==== Extract provided

WELLINGTON, New Zealand (Radio New Zealand International, Feb. 13, 2010) – The Cook Islands emergency relief team says the damage on the island of Aitutaki is much worse than first thought.

Cyclone Pat, with winds of up to 200 kilometres an hour, damaged about 80 percent of houses on the island.

It also wrecked parts of the island’s infrastructure, up-rooting trees and ruining crops.

Engineers, Red Cross and health teams are amongst the full emergency management team now on Aitutaki.

The director of emergency management, Charles Carlson, says the team is currently looking at which houses remain habitable, which ones can be rebuilt or repaired, and those that are completely wrecked.

He says quite a few houses are totally destroyed and people are living in community centres or churches.

"The situation has basically affected everybody. Maybe just a couple of houses that’s still standing and in good shape but the majority, there’s if the houses are not affected then there’s fallen trees all over the place. There’s concrete power poles and they’ve just been flattened by the winds so it just shows you how strong these winds are. Some of the houses are just basically folded in, just like bulldozers just run through it."

Charles Carlson says food, water and electricity are amongst the other priorities for Aitutaki.

He says once the assessment is completed on the island, they will be asking for international assistance.

Cyclone Rene is now tending away from the northern Cooks with the two Samoas, Niue, Tonga and Fiji in its path.

Cyclone Rene is expected to hit American Samoa tomorrow and following advice from the Weather Bureau residents there have been stocking up.

They have been buying first aid kits, roofing iron, flashlights, tarpaulins, plywood, nails and water.

The Tool Shop’s Iusi Williams says they are struggling to cope with the demand for plywood.

"At the moment as we speak people are starting to come in to buy plywood to board up their homes and stuff, you know, life’s necessities right now like batteries, flashlights, and all that stuff to prepare themselves for the hurricane, but definitely people are starting to come in now, even our store down in Pago we had to deliver more plywood, because we are the only store over there."

========

Given problem a: Using the cyclone report, decide whether each statement agrees with it: (i) Cyclone Pat damaged about 80 percent of houses on Aitutaki. (ii) The emergency team has already asked for international assistance. (iii) Cyclone Pat brought winds of up to 300 kilometers an hour. Answer yes or no for each and quote the words of the report that settle it.

==== Dataset extract

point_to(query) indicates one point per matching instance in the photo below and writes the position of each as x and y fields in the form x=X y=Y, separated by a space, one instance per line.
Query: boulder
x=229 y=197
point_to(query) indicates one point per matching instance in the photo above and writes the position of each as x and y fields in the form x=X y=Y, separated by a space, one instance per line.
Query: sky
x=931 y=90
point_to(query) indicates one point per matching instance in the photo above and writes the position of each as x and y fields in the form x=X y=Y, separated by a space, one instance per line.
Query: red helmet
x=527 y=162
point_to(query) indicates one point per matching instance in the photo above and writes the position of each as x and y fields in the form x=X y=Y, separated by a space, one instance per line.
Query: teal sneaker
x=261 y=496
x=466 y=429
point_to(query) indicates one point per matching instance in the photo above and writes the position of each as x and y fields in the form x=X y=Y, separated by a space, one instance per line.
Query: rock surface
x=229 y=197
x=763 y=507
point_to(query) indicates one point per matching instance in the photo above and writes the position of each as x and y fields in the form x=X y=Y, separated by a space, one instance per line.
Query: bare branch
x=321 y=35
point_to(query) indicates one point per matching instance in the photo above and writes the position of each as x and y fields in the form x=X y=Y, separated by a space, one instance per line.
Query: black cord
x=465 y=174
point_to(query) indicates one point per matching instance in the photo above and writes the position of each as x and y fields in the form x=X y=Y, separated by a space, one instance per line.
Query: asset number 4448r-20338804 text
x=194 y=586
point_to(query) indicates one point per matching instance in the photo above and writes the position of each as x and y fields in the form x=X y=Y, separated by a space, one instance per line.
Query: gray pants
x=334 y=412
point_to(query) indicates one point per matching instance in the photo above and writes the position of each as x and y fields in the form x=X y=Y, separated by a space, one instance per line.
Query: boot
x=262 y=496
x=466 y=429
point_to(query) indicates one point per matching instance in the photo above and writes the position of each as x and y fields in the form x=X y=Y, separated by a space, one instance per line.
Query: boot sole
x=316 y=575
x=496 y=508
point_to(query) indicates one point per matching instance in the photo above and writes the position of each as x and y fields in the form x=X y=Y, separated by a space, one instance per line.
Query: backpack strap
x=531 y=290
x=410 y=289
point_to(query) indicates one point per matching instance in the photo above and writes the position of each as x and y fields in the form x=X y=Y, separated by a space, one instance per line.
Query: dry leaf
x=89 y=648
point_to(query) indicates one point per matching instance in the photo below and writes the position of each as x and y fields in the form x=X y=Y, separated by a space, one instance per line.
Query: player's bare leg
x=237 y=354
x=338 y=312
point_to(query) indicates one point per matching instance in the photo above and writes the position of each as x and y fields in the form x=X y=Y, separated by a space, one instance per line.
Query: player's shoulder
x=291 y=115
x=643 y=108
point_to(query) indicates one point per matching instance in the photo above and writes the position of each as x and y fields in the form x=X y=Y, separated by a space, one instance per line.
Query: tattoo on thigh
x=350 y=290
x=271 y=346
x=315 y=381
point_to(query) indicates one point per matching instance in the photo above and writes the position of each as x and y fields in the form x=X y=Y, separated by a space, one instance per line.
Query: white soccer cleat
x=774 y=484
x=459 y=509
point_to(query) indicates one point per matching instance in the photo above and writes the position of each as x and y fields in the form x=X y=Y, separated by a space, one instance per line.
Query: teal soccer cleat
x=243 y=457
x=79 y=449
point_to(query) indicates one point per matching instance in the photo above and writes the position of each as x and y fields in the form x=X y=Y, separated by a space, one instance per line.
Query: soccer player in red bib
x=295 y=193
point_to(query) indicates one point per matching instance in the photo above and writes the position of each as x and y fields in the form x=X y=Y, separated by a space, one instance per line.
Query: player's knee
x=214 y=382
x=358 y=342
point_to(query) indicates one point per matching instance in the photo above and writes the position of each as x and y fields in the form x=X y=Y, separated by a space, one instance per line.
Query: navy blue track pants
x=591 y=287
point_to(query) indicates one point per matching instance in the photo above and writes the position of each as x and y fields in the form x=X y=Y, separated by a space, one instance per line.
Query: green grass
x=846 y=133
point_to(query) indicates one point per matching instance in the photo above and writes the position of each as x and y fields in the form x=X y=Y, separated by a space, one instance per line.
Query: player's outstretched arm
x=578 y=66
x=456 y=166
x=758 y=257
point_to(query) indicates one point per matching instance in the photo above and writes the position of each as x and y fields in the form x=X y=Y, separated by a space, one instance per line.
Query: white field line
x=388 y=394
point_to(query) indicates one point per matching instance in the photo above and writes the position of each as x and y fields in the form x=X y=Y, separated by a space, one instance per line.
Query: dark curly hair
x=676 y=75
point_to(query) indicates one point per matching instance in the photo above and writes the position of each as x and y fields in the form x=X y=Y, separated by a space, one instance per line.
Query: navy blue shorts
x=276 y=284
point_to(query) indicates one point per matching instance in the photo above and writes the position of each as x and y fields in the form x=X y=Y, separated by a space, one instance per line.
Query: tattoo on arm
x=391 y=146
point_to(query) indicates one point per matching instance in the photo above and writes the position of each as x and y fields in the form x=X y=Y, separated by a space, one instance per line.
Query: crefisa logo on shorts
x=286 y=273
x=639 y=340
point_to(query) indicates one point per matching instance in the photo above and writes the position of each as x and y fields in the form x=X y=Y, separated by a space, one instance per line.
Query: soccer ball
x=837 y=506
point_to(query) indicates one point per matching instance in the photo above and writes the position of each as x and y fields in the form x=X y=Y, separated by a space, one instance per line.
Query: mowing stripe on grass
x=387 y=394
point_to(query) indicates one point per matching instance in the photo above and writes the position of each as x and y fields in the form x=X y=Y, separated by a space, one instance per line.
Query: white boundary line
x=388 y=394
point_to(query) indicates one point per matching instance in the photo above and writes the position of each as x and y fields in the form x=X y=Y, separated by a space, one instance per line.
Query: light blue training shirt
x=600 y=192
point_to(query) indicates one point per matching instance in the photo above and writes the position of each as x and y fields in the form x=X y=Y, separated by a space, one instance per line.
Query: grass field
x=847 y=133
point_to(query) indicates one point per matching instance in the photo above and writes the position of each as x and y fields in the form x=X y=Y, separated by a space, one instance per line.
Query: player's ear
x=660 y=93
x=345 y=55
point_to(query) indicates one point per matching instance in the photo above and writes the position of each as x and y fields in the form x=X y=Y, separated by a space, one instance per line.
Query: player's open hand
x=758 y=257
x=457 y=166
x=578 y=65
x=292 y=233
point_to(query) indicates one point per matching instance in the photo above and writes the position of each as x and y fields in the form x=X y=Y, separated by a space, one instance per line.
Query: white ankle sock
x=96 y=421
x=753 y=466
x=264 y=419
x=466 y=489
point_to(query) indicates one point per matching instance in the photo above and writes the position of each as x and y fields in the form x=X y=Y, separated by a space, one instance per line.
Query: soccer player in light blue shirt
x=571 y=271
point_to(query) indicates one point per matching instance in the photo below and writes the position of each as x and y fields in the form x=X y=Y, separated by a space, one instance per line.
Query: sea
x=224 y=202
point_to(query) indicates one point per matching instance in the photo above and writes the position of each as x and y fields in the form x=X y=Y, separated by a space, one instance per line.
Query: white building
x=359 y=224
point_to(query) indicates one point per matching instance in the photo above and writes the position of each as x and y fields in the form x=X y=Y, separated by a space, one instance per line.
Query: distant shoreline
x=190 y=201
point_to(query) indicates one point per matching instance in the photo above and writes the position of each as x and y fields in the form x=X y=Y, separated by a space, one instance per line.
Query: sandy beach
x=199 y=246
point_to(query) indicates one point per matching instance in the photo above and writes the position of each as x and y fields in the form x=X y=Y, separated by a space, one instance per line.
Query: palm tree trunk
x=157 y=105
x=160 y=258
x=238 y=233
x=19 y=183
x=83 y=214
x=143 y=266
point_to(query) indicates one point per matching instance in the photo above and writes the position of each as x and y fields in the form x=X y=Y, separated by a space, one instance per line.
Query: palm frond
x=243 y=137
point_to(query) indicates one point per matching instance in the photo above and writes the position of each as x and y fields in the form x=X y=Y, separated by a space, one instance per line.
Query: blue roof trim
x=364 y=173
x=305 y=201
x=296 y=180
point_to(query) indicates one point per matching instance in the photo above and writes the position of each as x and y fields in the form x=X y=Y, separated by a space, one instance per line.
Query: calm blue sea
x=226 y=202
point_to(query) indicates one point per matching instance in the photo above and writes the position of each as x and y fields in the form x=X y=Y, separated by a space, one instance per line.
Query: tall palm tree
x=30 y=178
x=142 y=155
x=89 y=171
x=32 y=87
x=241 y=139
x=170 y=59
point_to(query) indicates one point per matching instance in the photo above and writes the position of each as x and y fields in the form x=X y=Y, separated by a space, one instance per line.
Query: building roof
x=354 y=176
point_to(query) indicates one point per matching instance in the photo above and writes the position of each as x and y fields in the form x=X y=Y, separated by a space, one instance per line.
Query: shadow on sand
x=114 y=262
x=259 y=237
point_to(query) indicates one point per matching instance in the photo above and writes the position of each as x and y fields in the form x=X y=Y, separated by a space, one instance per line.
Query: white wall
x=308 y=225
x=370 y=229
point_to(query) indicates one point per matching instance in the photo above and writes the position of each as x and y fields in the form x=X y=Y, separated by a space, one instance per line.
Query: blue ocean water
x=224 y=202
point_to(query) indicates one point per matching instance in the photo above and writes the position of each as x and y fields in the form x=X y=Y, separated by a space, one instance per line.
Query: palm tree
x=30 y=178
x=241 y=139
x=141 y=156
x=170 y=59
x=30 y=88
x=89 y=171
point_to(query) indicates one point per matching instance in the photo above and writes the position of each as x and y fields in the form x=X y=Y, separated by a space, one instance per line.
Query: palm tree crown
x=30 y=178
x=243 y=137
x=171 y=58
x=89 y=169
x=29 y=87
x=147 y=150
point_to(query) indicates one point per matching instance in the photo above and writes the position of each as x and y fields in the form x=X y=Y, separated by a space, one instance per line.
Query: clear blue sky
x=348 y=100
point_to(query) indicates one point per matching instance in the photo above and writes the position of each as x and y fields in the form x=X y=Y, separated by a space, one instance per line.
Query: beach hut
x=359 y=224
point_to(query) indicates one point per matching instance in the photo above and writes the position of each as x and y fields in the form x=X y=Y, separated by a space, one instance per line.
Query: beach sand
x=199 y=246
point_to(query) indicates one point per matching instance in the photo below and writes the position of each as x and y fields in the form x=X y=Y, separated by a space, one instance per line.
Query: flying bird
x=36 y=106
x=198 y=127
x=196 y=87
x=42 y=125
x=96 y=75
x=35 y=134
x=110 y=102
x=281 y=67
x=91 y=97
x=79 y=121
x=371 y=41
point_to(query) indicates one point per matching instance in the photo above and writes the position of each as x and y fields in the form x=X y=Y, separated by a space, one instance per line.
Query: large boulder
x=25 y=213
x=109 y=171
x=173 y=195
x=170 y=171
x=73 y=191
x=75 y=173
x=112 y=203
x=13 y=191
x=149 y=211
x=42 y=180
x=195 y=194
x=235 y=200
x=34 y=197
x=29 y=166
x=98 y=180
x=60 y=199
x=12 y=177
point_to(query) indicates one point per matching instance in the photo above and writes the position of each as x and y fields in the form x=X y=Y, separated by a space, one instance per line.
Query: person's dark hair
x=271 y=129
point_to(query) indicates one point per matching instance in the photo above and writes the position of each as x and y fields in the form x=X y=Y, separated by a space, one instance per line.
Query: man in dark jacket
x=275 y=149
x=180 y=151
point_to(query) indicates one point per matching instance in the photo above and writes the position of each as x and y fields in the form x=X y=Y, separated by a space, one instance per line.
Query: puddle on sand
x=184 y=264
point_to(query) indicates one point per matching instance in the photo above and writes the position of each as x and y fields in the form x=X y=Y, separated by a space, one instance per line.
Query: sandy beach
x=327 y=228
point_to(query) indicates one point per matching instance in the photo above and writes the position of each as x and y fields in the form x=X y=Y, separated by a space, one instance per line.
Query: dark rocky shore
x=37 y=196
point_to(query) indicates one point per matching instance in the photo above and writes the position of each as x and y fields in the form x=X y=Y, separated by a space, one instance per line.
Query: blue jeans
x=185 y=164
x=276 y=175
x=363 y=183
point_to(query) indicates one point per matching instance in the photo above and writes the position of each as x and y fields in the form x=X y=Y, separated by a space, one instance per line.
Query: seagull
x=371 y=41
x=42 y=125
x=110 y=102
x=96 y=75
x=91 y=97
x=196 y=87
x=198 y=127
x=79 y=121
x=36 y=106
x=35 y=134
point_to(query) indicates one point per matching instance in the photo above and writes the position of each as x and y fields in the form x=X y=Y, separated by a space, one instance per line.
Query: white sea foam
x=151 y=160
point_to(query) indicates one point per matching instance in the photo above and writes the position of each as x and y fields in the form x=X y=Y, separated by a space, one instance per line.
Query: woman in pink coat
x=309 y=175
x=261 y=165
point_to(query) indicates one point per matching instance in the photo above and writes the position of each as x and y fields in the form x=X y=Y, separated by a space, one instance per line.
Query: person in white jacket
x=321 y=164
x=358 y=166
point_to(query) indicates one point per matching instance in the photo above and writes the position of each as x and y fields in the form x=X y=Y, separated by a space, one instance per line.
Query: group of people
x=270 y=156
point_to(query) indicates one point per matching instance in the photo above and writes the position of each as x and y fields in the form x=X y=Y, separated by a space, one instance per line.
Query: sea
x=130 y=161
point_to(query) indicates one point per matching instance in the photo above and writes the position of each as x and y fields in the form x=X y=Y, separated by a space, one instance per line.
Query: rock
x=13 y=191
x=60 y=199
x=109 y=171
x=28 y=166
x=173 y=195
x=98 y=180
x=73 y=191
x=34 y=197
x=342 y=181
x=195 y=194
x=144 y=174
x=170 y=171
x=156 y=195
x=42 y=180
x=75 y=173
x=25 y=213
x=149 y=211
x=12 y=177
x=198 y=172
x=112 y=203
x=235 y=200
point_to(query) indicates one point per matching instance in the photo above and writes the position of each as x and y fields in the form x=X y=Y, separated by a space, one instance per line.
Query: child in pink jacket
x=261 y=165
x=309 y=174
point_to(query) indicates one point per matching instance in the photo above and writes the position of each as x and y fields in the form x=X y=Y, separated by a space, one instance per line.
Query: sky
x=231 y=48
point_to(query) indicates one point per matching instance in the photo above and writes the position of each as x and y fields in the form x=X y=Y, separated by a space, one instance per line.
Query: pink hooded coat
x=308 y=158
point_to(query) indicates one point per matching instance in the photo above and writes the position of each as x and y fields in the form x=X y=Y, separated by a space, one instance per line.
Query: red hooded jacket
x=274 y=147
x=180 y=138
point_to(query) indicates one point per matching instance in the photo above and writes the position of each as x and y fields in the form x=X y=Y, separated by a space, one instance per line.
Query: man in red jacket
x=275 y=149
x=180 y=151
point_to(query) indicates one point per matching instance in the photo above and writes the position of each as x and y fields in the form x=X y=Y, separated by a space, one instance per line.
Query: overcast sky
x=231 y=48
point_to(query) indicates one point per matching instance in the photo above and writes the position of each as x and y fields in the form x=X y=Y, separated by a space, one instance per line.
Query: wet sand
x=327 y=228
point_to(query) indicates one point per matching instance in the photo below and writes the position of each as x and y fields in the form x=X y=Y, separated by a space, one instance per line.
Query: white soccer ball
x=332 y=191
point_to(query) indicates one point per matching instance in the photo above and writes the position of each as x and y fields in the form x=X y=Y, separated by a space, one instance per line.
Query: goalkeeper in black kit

========

Given problem b: Write out the records word for word, from the start of the records through the line that contains "x=465 y=174", including both ends.

Full response a:
(i) Yes: "damaged about 80 percent of houses on the island."
(ii) No: "once the assessment is completed on the island, they will be asking for international assistance."
(iii) No: "with winds of up to 200 kilometres an hour"

Full response b:
point_to(query) indicates one point per matching instance in the photo below and writes the position of each as x and y fields in the form x=X y=Y, separated by a space, one instance per line.
Query: boulder
x=229 y=197
point_to(query) indicates one point per matching instance in the photo above and writes the position of each as x and y fields in the form x=X y=Y, separated by a space, one instance per line.
Query: sky
x=931 y=90
point_to(query) indicates one point per matching instance in the photo above and writes the position of each as x and y fields in the form x=X y=Y, separated by a space, one instance per line.
Query: red helmet
x=527 y=162
point_to(query) indicates one point per matching instance in the photo above and writes the position of each as x and y fields in the form x=X y=Y, separated by a space, one instance per line.
Query: teal sneaker
x=261 y=496
x=466 y=429
point_to(query) indicates one point per matching instance in the photo above and writes the position of each as x and y fields in the form x=X y=Y, separated by a space, one instance per line.
Query: rock surface
x=229 y=197
x=763 y=507
point_to(query) indicates one point per matching instance in the photo above and writes the position of each as x and y fields in the form x=X y=Y, separated by a space, one instance per line.
Query: bare branch
x=321 y=35
point_to(query) indicates one point per matching instance in the photo above and writes the position of each as x and y fields in the form x=X y=Y, separated by a space, one instance per line.
Query: black cord
x=465 y=174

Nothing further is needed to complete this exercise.